**** DATA TO USE
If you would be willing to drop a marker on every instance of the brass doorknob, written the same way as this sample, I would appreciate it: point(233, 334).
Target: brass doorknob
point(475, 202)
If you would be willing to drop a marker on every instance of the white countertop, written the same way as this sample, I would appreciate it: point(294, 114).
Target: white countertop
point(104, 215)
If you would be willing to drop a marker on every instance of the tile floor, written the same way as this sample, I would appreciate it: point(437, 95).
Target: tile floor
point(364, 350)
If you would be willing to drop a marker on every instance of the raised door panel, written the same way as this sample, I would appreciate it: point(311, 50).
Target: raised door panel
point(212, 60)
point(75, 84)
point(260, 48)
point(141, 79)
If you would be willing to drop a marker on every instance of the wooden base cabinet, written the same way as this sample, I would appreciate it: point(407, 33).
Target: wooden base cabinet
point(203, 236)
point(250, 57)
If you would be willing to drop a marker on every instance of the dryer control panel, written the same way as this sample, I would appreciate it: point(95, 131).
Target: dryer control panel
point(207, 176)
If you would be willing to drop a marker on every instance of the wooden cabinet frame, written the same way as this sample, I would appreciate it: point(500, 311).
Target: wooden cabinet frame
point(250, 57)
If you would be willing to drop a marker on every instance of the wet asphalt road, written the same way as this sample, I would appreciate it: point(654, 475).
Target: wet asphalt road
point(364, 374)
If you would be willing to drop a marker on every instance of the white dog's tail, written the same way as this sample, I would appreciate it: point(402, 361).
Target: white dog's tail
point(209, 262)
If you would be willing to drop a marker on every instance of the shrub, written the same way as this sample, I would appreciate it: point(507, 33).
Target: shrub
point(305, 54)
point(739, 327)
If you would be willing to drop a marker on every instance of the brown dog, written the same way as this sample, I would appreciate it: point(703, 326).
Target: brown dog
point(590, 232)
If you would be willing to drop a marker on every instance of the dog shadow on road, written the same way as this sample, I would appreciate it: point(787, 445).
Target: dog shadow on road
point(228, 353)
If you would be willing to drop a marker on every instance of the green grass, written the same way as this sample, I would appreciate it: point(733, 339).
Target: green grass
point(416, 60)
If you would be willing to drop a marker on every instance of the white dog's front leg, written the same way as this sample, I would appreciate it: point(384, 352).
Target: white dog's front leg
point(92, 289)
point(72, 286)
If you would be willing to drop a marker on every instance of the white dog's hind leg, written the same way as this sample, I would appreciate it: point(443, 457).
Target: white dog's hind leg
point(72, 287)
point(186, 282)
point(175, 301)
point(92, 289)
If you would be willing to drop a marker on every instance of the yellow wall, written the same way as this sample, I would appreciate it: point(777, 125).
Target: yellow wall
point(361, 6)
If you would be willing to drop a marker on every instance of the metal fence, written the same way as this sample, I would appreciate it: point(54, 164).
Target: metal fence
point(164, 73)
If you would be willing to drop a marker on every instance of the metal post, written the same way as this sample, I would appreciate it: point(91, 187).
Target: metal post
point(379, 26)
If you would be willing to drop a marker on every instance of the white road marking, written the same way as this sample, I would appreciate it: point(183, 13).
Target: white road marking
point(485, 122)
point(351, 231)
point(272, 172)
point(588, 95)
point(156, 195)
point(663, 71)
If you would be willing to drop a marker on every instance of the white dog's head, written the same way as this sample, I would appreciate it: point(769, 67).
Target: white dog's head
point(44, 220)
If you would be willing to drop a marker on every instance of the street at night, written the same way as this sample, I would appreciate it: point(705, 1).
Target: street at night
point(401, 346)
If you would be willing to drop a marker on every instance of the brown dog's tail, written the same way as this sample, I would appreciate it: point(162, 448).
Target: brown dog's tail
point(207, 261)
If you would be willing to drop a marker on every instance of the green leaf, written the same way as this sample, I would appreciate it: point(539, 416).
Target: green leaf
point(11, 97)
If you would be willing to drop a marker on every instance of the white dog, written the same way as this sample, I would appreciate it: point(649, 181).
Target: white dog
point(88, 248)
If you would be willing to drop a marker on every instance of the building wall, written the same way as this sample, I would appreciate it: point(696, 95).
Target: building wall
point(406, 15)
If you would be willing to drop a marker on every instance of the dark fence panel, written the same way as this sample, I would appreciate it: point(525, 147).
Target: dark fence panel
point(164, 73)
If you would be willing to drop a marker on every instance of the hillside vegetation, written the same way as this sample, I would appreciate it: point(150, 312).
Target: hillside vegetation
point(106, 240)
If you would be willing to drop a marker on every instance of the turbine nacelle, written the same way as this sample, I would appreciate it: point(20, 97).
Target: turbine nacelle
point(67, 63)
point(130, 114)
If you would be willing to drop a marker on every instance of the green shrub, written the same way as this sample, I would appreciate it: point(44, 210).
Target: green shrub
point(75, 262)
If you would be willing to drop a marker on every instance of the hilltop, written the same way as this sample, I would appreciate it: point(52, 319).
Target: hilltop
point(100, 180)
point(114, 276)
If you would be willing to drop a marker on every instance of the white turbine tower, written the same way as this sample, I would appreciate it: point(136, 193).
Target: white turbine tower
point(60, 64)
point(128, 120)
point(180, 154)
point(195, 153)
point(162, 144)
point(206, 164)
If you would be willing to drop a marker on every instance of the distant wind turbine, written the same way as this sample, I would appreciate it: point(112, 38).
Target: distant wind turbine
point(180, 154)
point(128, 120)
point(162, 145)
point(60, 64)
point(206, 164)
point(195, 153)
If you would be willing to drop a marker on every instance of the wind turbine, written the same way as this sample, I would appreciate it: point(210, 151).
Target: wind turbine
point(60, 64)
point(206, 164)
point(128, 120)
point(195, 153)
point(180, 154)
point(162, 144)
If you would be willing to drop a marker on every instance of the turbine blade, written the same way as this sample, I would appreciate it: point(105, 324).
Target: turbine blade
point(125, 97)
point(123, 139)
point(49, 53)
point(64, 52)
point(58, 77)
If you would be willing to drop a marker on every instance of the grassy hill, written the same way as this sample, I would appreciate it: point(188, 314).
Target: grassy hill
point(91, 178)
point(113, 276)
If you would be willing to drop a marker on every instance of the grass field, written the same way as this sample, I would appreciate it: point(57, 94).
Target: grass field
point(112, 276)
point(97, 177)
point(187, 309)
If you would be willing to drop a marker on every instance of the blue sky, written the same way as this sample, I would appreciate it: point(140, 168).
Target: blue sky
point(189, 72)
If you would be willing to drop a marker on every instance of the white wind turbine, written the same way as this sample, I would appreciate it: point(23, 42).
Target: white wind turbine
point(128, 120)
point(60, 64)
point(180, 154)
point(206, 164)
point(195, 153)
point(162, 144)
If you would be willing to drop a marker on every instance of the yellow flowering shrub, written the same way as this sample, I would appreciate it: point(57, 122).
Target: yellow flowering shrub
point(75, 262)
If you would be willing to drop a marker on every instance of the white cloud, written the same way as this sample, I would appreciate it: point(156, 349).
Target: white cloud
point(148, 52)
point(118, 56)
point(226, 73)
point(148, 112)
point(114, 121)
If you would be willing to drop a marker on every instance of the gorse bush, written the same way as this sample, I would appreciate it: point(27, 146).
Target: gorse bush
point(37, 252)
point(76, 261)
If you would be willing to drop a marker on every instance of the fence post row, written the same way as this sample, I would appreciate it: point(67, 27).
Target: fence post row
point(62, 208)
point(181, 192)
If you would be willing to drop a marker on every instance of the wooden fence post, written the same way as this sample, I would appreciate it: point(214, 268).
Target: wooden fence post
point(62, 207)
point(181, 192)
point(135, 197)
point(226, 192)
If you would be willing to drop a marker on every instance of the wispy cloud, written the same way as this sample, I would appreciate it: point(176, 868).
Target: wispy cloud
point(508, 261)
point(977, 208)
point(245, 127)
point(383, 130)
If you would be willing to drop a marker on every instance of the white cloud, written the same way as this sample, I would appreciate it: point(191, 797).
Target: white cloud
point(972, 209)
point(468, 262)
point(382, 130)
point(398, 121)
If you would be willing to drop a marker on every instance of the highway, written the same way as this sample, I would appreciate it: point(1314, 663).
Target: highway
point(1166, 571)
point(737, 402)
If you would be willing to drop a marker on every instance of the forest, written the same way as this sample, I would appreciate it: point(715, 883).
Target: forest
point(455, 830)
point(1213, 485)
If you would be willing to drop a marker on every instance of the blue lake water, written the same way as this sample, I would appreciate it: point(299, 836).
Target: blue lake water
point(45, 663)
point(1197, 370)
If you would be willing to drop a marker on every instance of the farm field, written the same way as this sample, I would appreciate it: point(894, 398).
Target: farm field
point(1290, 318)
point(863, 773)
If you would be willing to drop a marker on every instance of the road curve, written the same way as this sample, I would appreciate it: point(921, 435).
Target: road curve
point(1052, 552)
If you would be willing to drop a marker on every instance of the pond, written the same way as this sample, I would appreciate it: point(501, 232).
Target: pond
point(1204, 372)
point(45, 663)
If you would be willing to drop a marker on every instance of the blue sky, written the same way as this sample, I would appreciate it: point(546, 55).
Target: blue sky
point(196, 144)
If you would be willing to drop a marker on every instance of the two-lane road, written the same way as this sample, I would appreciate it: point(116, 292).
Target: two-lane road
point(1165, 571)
********
YOUR TASK: Output only the lines from the one that contains "it: point(501, 232)." through the final line of the records, exactly as given.

TASK RESULT:
If you would be willing to drop a marker on every instance of the pond, written the same way as this sample, I would appreciate it: point(501, 232).
Target: pond
point(1204, 372)
point(45, 663)
If you would be willing to drop a marker on every instance of the blue sky, written the same way as this sample, I would appreciate it: point(546, 55).
Target: blue sky
point(196, 144)
If you would be willing to drop a marker on every instance of the two-lane road, written the same way as this sample, I would appreciate it: point(116, 292).
Target: two-lane road
point(1165, 571)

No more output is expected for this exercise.